(Supplied records Opens)

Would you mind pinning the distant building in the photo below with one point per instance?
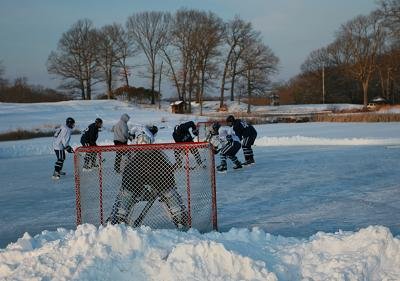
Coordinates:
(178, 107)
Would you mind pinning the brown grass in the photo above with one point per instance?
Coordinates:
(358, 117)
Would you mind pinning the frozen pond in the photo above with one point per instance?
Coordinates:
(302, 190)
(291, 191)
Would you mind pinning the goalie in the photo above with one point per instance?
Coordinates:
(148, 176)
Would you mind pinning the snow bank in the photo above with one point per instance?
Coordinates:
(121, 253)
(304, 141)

(Supplied records Closes)
(Supplied records Opens)

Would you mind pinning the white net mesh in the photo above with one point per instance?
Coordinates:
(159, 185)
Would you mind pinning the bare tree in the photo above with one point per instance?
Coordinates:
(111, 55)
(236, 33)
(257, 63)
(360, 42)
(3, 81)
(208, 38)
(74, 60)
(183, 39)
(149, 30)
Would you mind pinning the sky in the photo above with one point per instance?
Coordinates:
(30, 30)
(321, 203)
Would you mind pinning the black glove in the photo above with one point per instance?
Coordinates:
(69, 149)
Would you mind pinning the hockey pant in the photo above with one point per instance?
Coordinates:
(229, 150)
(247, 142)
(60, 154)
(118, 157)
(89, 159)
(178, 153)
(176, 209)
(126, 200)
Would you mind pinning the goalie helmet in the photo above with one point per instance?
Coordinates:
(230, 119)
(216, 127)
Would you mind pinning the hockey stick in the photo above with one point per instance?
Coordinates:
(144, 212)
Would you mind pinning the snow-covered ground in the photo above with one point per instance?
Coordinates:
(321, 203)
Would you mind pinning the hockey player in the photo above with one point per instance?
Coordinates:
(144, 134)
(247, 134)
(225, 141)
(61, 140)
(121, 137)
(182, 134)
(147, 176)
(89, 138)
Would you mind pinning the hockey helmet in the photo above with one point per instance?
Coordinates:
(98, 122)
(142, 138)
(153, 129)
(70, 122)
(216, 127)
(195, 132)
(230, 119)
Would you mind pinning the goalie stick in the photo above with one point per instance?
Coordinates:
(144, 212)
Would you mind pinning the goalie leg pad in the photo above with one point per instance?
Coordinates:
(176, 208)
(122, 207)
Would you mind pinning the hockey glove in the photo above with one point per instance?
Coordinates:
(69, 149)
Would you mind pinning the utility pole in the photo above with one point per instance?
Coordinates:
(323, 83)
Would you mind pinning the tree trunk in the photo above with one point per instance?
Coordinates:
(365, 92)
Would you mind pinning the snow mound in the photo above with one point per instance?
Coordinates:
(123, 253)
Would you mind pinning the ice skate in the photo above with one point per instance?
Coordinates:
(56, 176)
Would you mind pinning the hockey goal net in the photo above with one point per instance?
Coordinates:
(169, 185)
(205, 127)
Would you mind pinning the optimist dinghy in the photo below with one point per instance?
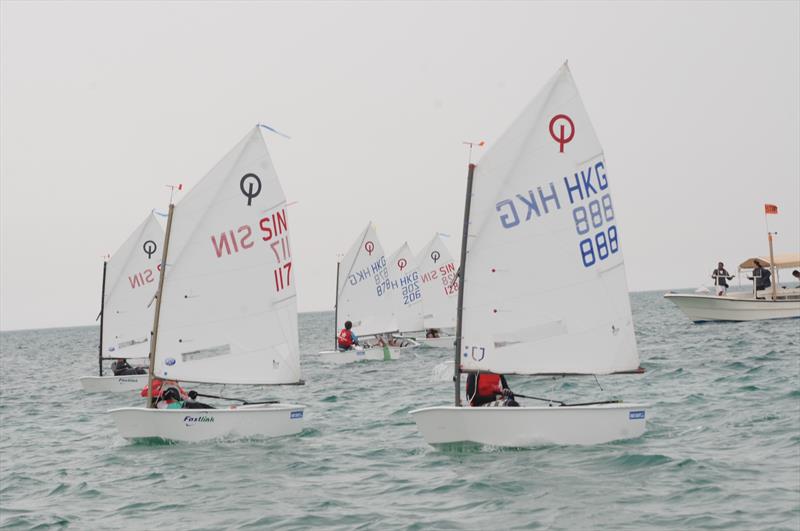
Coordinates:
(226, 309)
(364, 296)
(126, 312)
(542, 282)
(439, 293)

(Supplied records Closes)

Your objective: Your response should contain each line of the listing in which the word "stick" occurs.

Result below:
Would you mind pinning the hockey stick in the photo above with one point per instance?
Would you mind pinning the goalie stick in the photo above with one point per instance?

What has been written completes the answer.